→ Brief
Every line of the data must be copied exactly.

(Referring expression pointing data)
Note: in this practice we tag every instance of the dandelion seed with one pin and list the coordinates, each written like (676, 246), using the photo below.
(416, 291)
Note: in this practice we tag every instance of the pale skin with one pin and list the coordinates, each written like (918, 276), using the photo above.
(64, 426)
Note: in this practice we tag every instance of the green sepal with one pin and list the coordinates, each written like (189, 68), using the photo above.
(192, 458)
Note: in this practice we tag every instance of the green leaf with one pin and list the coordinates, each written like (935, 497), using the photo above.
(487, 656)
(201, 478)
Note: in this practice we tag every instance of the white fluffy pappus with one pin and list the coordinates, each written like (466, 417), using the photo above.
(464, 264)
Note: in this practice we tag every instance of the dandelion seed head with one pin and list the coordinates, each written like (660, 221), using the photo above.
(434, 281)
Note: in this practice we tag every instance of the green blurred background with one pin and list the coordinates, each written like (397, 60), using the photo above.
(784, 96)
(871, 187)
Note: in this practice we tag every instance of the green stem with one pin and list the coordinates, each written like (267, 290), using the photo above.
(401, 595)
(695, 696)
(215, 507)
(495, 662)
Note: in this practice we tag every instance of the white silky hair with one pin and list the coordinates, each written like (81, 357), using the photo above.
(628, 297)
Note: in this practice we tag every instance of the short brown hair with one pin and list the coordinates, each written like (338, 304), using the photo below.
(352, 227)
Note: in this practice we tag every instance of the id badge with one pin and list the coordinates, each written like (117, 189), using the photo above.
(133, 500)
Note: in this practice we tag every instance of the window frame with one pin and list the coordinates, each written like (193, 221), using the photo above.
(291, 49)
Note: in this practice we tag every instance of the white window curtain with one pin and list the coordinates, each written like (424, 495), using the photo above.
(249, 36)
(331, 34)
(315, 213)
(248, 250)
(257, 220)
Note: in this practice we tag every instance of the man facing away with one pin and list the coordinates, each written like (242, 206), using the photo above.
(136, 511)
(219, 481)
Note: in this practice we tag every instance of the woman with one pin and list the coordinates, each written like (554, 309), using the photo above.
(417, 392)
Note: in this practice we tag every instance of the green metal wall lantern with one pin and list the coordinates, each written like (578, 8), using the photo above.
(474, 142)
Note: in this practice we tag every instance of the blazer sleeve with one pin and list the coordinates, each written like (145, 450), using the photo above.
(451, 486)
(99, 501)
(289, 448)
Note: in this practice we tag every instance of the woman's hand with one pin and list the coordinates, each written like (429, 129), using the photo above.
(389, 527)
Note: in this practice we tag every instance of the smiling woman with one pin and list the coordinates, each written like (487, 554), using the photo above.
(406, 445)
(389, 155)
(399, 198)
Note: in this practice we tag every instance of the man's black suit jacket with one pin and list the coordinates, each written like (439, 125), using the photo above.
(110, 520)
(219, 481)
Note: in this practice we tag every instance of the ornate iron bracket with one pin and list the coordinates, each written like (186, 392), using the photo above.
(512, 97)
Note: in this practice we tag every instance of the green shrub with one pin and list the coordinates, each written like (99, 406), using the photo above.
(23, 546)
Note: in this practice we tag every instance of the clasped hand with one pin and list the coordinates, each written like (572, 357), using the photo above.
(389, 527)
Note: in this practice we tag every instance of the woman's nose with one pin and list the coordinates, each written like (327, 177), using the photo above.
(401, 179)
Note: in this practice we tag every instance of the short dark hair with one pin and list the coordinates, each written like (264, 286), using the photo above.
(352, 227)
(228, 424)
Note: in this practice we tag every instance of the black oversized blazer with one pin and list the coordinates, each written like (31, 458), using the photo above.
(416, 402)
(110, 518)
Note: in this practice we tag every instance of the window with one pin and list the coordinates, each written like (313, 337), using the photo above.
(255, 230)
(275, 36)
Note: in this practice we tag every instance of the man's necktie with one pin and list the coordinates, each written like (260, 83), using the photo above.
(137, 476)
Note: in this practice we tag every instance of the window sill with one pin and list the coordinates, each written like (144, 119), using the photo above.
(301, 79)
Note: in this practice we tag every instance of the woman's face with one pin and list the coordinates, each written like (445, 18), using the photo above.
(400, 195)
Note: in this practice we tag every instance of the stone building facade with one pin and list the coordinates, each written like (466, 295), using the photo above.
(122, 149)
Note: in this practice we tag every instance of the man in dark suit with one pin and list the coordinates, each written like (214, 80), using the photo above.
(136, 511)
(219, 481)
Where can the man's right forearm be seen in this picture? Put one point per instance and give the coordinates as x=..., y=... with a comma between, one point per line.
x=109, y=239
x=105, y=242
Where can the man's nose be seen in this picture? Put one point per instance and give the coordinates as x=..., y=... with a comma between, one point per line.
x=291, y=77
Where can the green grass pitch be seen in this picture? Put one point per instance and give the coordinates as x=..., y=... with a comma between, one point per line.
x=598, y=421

→ Answer for the task
Note: in this practice we tag every instance of the dandelion seed with one pin and list the coordinates, each written like (676, 246), using the photo below.
(416, 291)
Note: in this practice we tag every instance of the pale skin with one pin and list the coordinates, each written like (918, 276), using the photo above.
(64, 426)
Note: in this practice we tag every instance of the green sepal with one pin and list the coordinates, each written like (189, 68), using the photo above.
(192, 458)
Note: in this practice we tag every instance of the green leaf with one pin and list the coordinates, each written like (935, 497), using the photo above.
(487, 656)
(201, 478)
Note: in this practice we tag every instance of the white fluffy pappus with one pin and list the coordinates, each written like (466, 417), using the photo above.
(464, 264)
Note: in this practice we tag every instance of the dandelion seed head with one pin and list the coordinates, each written like (660, 221), using the photo above.
(434, 281)
Note: in this practice we tag every instance of the green blurred background with one pin and list the coordinates, each written like (397, 60), using the photo above.
(784, 96)
(871, 187)
Note: in this practice we tag every instance of the green stem with one pin and list the coordinates, each written like (267, 290), using the photo above.
(401, 595)
(695, 696)
(215, 507)
(495, 662)
Note: in this practice we tag every instance of the white silky hair with one pin and list the coordinates, each written like (81, 357), using the photo above.
(628, 297)
Note: in this practice we tag every instance of the short brown hair with one pin and list the coordinates, each written like (338, 304), using the photo below.
(352, 227)
Note: in this practice we tag every instance of the id badge with one pin and list the coordinates, each written like (117, 189), using the photo above.
(133, 500)
Note: in this practice we tag every instance of the window frame with one pin and list the coordinates, each written like (193, 221), using the photo above.
(291, 49)
Note: in this practice we tag every instance of the white window curtain with one pin and list the coordinates, each written like (424, 495), using the photo above.
(249, 36)
(331, 34)
(315, 213)
(248, 250)
(257, 220)
Note: in this practice we tag every instance of the man facing away with one pin and list the coordinates, each written like (242, 206), using the photo above.
(136, 511)
(219, 481)
Note: in this practice we tag every instance of the woman with one pin and list the coordinates, each written like (554, 309), using the photo above.
(417, 392)
Note: in this practice we tag every instance of the green metal wall lantern with one pin and list the coordinates, each written like (578, 8), using the photo above.
(474, 142)
Note: in this practice we tag every instance of the blazer sleeve with one pin and list the coordinates, each written like (145, 450), using the photo above.
(451, 486)
(99, 501)
(289, 448)
Note: in this practice we tag every instance of the woman's hand with one pin and list the coordinates, each written like (429, 129), using the photo above.
(389, 527)
Note: in this practice we tag every instance of the smiling woman with one pin and list the coordinates, each written like (487, 554), using the photo above.
(406, 445)
(389, 155)
(399, 198)
Note: in this practice we tag every instance of the man's black suit jacket with one pin and list the coordinates, each written like (439, 125), using the photo above.
(110, 520)
(219, 481)
Note: in this practice we tag every instance of the ornate iron bracket with one pin and list the coordinates, each written like (186, 392), using the photo above.
(512, 97)
Note: in this practice we tag every instance of the green shrub with one pin and list the coordinates, each written like (99, 406), using the photo above.
(23, 546)
Note: in this practice we tag every instance of the clasped hand with one pin and list the coordinates, each written like (572, 357), using the photo above.
(389, 527)
Note: in this practice we tag every instance of the woman's nose with one pin and list the coordinates, each written like (327, 177), using the photo above.
(401, 179)
Note: in this practice we tag every instance of the short dark hair with one pin and list the coordinates, each written like (264, 286), using the photo above.
(352, 227)
(228, 424)
Note: in this practice we tag every instance of the black oversized blazer with one pin and list the coordinates, each written like (31, 458), using the photo above.
(416, 402)
(110, 518)
Note: in this practice we tag every instance of the window with one pin and list the coordinates, each written like (313, 337), using the photo above.
(255, 230)
(275, 36)
Note: in this practice we tag every instance of the man's necktie with one pin and list the coordinates, each written like (260, 83), using the photo above.
(137, 476)
Note: in this practice we tag every instance of the window sill with one pin and list the coordinates, each written like (144, 119), using the photo above.
(301, 79)
Note: in this practice we tag every instance of the woman's face with one pin and list the coordinates, each written like (445, 18), using the photo above.
(400, 195)
Note: in this practice we tag every instance of the stone building facade with one pin and list the coordinates, each written like (466, 295), using the photo above.
(122, 149)
Note: in this practice we tag every instance of the man in dark suit with one pin and list the coordinates, each written like (214, 80), using the photo above.
(136, 511)
(219, 481)
Where can the man's right forearm be seen in this picture? Put one point per instance and give the coordinates as x=..., y=... with a comma between, one point per line.
x=109, y=239
x=105, y=242
Where can the man's nose be seen in this picture? Put one point per instance and give the coordinates as x=..., y=... with a comma between, one point per line.
x=291, y=77
Where can the green grass pitch be seen in this picture? Put one point per instance and give the coordinates as x=..., y=... with a comma between, one point per line.
x=598, y=421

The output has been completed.